**DATASET EXTRACT**
"""
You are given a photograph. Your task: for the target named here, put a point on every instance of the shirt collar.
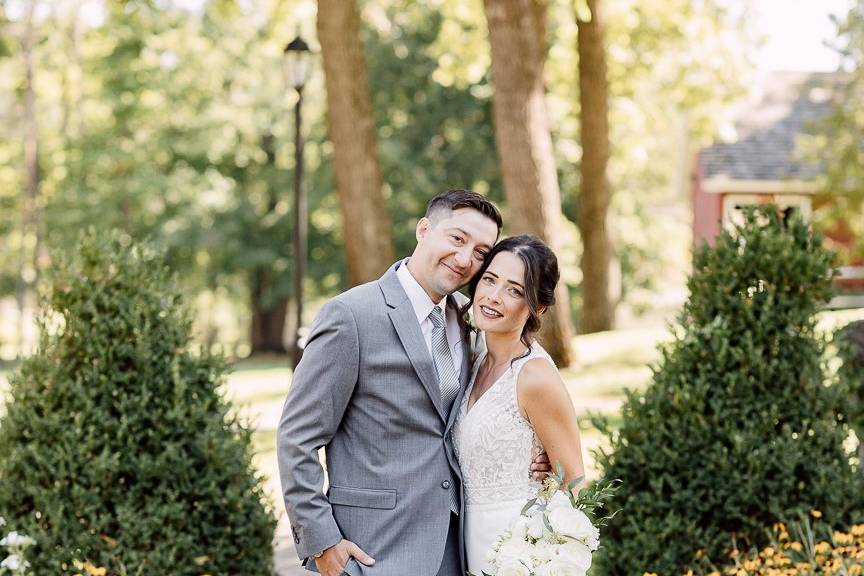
"""
"""
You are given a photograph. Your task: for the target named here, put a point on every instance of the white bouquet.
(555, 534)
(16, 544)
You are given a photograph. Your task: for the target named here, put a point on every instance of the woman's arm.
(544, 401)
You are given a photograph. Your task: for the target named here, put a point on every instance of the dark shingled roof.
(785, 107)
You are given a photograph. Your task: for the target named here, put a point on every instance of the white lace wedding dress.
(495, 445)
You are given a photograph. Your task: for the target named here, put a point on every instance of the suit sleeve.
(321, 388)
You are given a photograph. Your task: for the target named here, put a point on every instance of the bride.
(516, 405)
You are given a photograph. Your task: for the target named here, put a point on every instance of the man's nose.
"""
**PROBLEM**
Working from the material above, retype exactly the lines from the one with "of the bride." through the one with "the man's nose.", both included, and only those lines.

**ANSWER TO THE EXERCISE**
You are given a photograph. Your task: for the target named here, put a point on every instance of the bride.
(516, 405)
You are given a photograph. Your task: for the target named here, put a point on every instance of the man's nose.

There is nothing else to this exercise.